Report every line below that contains the word "coordinates".

-- START Data provided --

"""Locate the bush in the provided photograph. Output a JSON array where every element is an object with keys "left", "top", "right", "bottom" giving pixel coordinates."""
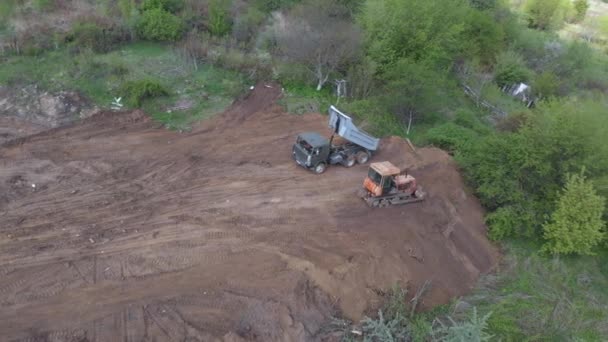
[
  {"left": 532, "top": 71, "right": 560, "bottom": 98},
  {"left": 426, "top": 122, "right": 477, "bottom": 152},
  {"left": 573, "top": 0, "right": 589, "bottom": 23},
  {"left": 543, "top": 174, "right": 605, "bottom": 254},
  {"left": 524, "top": 0, "right": 570, "bottom": 30},
  {"left": 232, "top": 7, "right": 266, "bottom": 43},
  {"left": 494, "top": 51, "right": 532, "bottom": 87},
  {"left": 207, "top": 0, "right": 232, "bottom": 36},
  {"left": 434, "top": 308, "right": 493, "bottom": 342},
  {"left": 66, "top": 21, "right": 129, "bottom": 53},
  {"left": 119, "top": 80, "right": 169, "bottom": 107},
  {"left": 464, "top": 11, "right": 505, "bottom": 65},
  {"left": 14, "top": 24, "right": 60, "bottom": 56},
  {"left": 140, "top": 0, "right": 184, "bottom": 13},
  {"left": 136, "top": 8, "right": 184, "bottom": 41}
]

-- END Data provided --

__Result__
"""Locate the bush in the provided photograph. Output a JSON array where every element is an object with keys "left", "top", "right", "bottom" giving pixel coordinates."""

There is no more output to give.